DATASET ENTRIES |
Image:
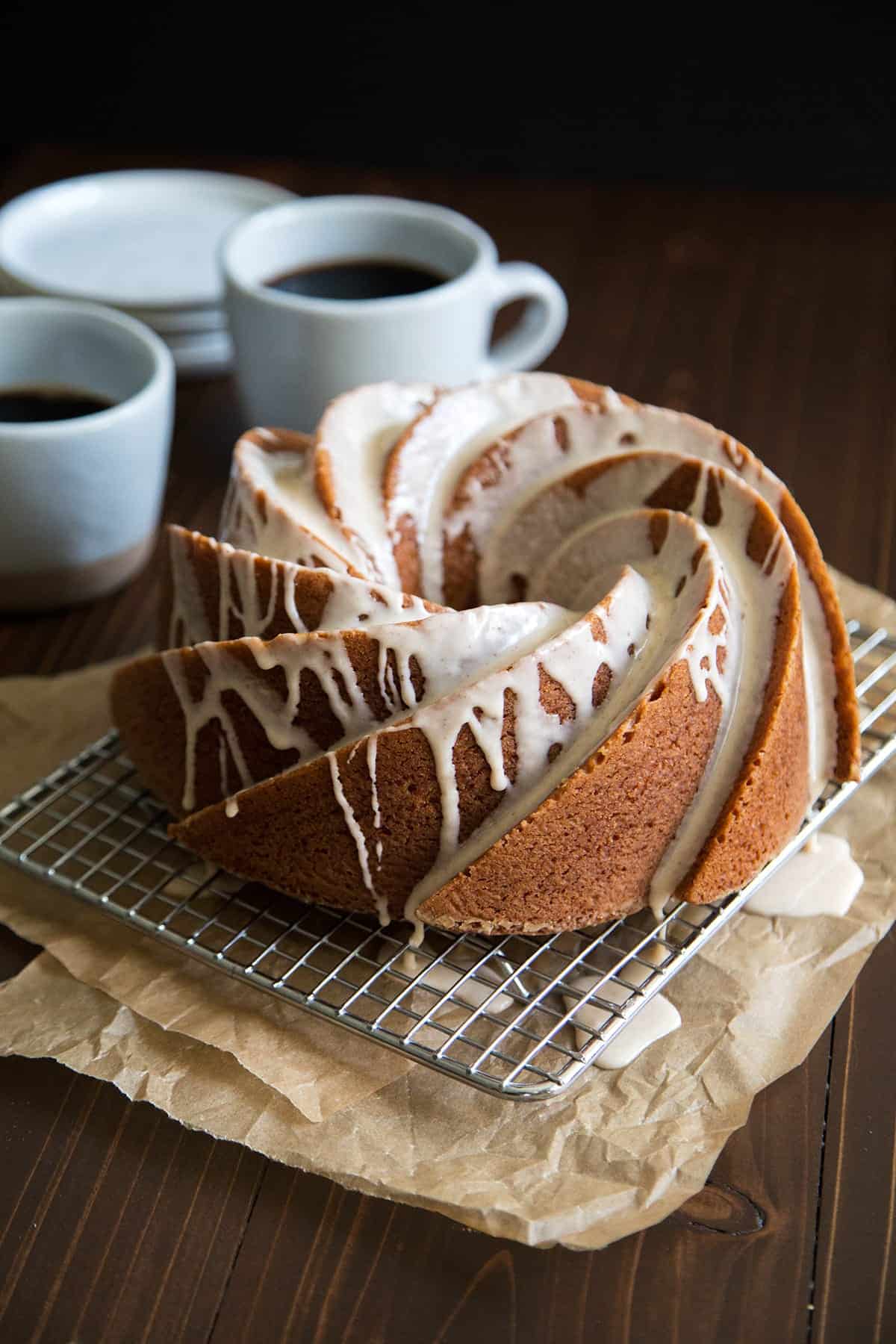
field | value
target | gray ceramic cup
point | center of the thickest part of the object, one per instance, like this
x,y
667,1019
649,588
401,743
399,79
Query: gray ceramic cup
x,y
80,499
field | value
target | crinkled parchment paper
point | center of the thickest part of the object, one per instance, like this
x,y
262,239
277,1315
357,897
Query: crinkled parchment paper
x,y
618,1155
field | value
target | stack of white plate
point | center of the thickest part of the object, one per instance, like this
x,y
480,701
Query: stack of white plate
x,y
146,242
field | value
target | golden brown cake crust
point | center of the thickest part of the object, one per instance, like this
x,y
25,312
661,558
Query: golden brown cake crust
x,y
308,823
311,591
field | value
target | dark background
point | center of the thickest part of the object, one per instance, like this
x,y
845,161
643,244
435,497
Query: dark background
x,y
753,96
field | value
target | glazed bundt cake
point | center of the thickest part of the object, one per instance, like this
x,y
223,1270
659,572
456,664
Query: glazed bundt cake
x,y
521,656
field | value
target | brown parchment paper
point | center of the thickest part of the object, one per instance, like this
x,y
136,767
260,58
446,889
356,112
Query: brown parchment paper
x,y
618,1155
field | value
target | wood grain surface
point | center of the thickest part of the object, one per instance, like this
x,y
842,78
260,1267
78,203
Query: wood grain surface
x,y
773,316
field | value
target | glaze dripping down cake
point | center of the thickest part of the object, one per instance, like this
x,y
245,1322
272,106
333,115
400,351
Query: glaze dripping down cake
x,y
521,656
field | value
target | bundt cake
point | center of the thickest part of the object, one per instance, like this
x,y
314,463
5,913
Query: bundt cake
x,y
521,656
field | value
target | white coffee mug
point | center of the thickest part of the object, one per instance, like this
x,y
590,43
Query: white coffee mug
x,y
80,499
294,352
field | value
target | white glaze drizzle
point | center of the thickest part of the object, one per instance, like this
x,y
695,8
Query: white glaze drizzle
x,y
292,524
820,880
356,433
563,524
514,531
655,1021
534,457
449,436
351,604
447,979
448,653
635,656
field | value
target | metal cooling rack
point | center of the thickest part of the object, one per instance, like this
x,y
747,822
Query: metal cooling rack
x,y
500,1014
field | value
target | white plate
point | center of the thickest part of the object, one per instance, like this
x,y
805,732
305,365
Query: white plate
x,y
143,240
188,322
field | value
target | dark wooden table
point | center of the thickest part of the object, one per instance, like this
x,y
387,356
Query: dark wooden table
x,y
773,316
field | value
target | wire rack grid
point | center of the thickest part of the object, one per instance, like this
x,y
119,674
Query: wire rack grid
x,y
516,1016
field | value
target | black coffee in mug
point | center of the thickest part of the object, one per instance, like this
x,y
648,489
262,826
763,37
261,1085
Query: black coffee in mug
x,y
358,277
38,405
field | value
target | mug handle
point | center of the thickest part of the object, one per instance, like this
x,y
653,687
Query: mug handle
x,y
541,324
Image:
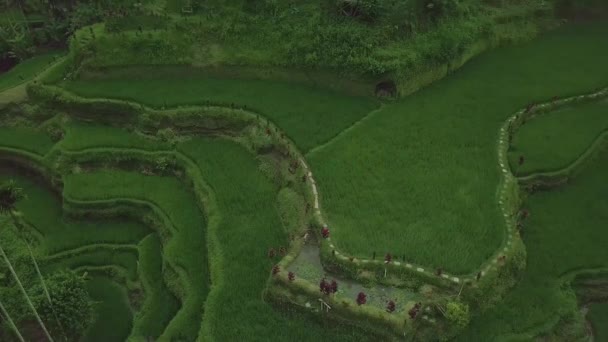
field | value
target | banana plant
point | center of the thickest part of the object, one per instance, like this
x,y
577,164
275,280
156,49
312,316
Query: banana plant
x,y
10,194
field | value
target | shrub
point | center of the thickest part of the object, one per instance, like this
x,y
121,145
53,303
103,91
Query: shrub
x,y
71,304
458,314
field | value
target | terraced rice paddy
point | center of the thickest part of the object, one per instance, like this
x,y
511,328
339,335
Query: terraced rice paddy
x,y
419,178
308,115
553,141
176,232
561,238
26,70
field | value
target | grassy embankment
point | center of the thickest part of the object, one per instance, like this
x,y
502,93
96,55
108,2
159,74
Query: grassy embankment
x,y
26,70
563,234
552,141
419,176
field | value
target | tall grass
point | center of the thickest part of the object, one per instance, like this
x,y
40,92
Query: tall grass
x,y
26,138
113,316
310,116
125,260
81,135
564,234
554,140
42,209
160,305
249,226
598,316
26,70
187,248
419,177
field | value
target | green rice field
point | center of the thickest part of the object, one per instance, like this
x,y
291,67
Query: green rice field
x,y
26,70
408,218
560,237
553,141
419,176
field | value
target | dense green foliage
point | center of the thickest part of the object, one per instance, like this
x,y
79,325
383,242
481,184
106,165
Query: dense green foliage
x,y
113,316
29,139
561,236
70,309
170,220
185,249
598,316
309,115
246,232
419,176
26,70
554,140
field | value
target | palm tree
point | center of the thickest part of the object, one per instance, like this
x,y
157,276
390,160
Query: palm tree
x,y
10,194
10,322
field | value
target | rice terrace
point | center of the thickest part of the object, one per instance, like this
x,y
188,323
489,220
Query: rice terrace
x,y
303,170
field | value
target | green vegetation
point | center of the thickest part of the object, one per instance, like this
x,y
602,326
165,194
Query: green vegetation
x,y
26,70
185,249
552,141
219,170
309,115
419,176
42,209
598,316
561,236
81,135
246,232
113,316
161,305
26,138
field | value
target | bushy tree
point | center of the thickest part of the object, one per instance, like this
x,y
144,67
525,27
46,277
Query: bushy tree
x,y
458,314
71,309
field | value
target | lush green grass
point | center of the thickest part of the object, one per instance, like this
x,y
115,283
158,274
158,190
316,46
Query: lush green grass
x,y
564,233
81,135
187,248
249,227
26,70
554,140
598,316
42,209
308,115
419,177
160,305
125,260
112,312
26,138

WORK INSTRUCTIONS | Omit the pictures. Output every record above word for word.

RESULT |
Image:
field | value
target | gray ceramic cup
point | center of the thickest part of the object, one per instance, like this
x,y
667,1019
649,588
401,743
399,79
Query: gray ceramic cup
x,y
80,499
field | value
target | crinkled parchment paper
point | center of the thickest part of the object, one per instance, like this
x,y
262,239
277,1315
357,897
Query: crinkled parchment paper
x,y
618,1155
field | value
target | stack of white plate
point | center of the thickest part of the object, one per instance, like this
x,y
480,701
Query: stack of white plate
x,y
146,242
field | value
target | golden brown cake crust
point | center of the thickest part of the object, one per instance, like this
x,y
25,312
661,558
Query: golden brown cake crust
x,y
308,823
311,591
field | value
target | dark background
point | center of the thickest part of the object, one per instance, like this
x,y
845,161
643,244
435,497
Query: dark background
x,y
753,96
field | value
target | glazed bundt cake
point | center of the thickest part of the object, one per instance, like this
x,y
223,1270
659,572
456,664
Query: glazed bundt cake
x,y
521,656
field | value
target | brown parchment paper
point | center of the thickest part of the object, one per instance, like this
x,y
136,767
260,58
446,889
356,112
Query: brown parchment paper
x,y
618,1155
field | value
target | wood grain surface
point | center of the thickest part of the object, one per instance, like this
x,y
842,78
260,1267
78,203
Query: wood grain surface
x,y
773,316
field | value
target | glaze dripping down cake
point | center of the thickest part of the object, one per instance, like this
x,y
245,1322
272,106
333,115
400,351
Query: glaze dripping down cake
x,y
521,656
field | value
target | bundt cake
point | center of the thickest part of the object, one per instance, like this
x,y
314,463
5,913
Query: bundt cake
x,y
521,656
field | value
target | white coffee mug
point | center of the thickest part of the object, one per instance, like this
x,y
590,43
Query: white coffee mug
x,y
80,499
294,352
field | value
target | white glaze drizzle
point | center of the thickest part of the object, one per instance, like this
x,y
695,8
Query: white glaze drizzle
x,y
292,524
820,880
356,433
563,524
514,531
655,1021
534,457
449,436
351,604
447,979
448,653
635,656
field | value
target | metal cooling rack
point | center of the thickest part of the object, one per instance, like this
x,y
747,822
Query: metal cooling rack
x,y
500,1014
field | value
target | white plate
point | center of the thickest part of the object, one per instance, like this
x,y
805,732
305,365
Query: white plate
x,y
143,240
188,322
field | value
target | dark wooden table
point | center of the thickest part of the object, one per instance, like this
x,y
387,356
Query: dark wooden table
x,y
773,316
field | value
target | wire rack grid
point | center of the thickest part of the object, one per instance, like this
x,y
119,674
Query: wire rack grid
x,y
516,1016
field | value
target | black coffee in mug
point | center of the thickest part of the object, one per instance, like this
x,y
648,489
262,826
763,37
261,1085
Query: black coffee in mug
x,y
358,277
38,405
field | value
target | mug handle
point | center of the thickest part of the object, one per instance, like this
x,y
653,687
Query: mug handle
x,y
541,324
Image:
field | value
target | banana plant
point | center of the thickest part of the object, one per instance, like this
x,y
577,164
275,280
156,49
312,316
Query: banana plant
x,y
10,194
field | value
target | shrub
point | center of the thickest part of the object, one per instance, like this
x,y
121,145
53,303
103,91
Query: shrub
x,y
71,304
458,314
field | value
target | terraced rice paddy
point | center of the thickest part of the object, one per instance, like this
x,y
511,328
339,335
Query: terraced rice paddy
x,y
419,178
308,115
553,141
176,232
561,238
26,70
field | value
target | grassy embankment
point | center of the thickest part of the object, one per instance, like this
x,y
502,93
96,55
108,2
159,74
Query: grassy embankment
x,y
26,70
563,234
552,141
419,176
field | value
target | tall grass
point | center of the thickest part of the object, one per instance, like this
x,y
40,92
Query: tall grass
x,y
26,138
113,316
310,116
125,260
81,135
564,234
554,140
42,209
160,305
249,226
598,316
26,70
187,248
419,177
field | value
target | green rice field
point | center of the thickest part of the object, one per instance, like this
x,y
291,67
Query: green rice field
x,y
26,70
408,218
560,237
553,141
419,176
field | value
target | dense green foliage
point | center of the thickest part of the object, one per instance, like this
x,y
79,325
383,242
481,184
106,165
Query: dense green foliage
x,y
113,316
29,139
561,236
70,309
170,220
185,249
598,316
309,115
246,232
419,176
26,70
554,140
field | value
target | palm tree
point | center of the thickest part of the object, one per instance, like this
x,y
157,276
390,160
Query: palm tree
x,y
10,194
10,322
field | value
target | rice terrace
point | center of the thickest part of the object, one per instance, like this
x,y
188,323
489,220
Query: rice terrace
x,y
303,170
field | value
target | green vegetation
point | center of the thickest part of the object, one per instance, like this
x,y
602,326
165,194
Query: green vegetation
x,y
26,70
185,249
552,141
219,170
309,115
419,176
42,209
598,316
561,236
81,135
246,232
113,316
161,305
26,138
field | value
target | bushy tree
point | center of the thickest part of the object, one per instance, like this
x,y
144,67
525,27
46,277
Query: bushy tree
x,y
458,314
71,309
field | value
target | lush green grass
point | center of the thickest part of the object, one per instance, like this
x,y
115,283
158,274
158,190
316,46
Query: lush green grass
x,y
564,233
81,135
187,248
249,227
26,70
554,140
598,316
42,209
308,115
419,177
160,305
125,260
112,312
26,138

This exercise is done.